─── Input material ───
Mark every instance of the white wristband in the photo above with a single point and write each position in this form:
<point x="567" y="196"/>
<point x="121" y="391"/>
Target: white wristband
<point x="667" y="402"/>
───
─── Input material ───
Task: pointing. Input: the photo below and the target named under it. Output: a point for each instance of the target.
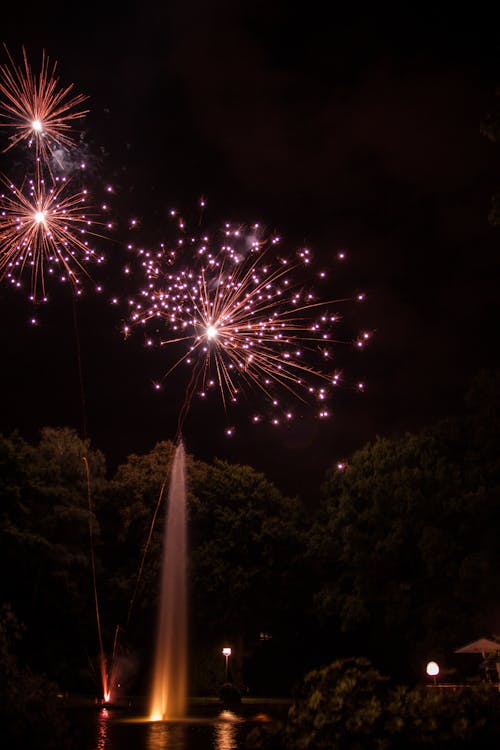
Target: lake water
───
Output only the stretch above from the line with "Task: pointing. Input: the" through the line with "Target: lake water", reproduced exactly. Exclude pictures.

- Response to the exercise -
Task: pointing. Input: the photo below and the target named under it. Output: a point for each instance of the target.
Target: lake water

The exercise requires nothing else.